[WHAT THE EXERCISE ASKS] Copy every line of the material below without changes, and leave the pictures out.

[A series of records]
• • • •

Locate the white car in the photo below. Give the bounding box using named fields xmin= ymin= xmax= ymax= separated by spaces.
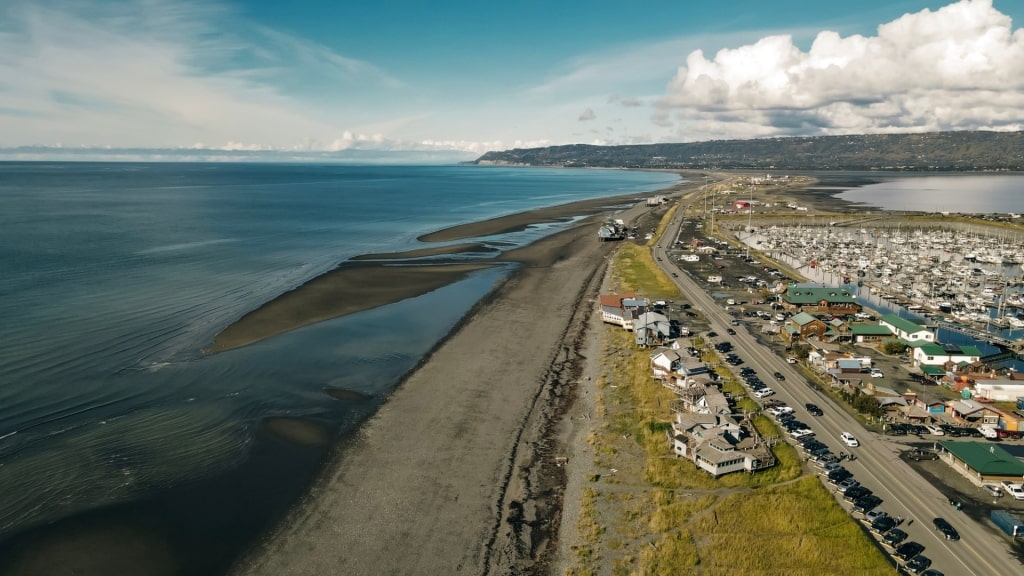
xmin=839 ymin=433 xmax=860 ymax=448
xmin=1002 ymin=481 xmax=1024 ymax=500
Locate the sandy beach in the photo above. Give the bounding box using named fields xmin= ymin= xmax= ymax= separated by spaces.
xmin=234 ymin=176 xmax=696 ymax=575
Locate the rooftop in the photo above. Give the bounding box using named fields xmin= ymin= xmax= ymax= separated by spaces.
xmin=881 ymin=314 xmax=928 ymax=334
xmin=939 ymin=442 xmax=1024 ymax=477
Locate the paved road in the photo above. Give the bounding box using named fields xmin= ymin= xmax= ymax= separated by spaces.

• • • •

[REPLY TO THE TASK]
Locate the white car in the photo below. Give the bounding box using named fields xmin= ymin= xmax= ymax= separated by spaces.
xmin=839 ymin=433 xmax=860 ymax=448
xmin=1002 ymin=481 xmax=1024 ymax=500
Locate the sandy beach in the photo above. Give the bounding box using named fields xmin= ymin= xmax= ymax= separated by spaces.
xmin=234 ymin=176 xmax=696 ymax=575
Locate the rooftop in the photo above. Give the bounding box using named fields xmin= ymin= xmax= ymax= separated by spaces.
xmin=881 ymin=314 xmax=928 ymax=334
xmin=939 ymin=442 xmax=1024 ymax=477
Locate the paved road in the photo above. Give the bounding box using named fields xmin= ymin= xmax= ymax= separated by spaces.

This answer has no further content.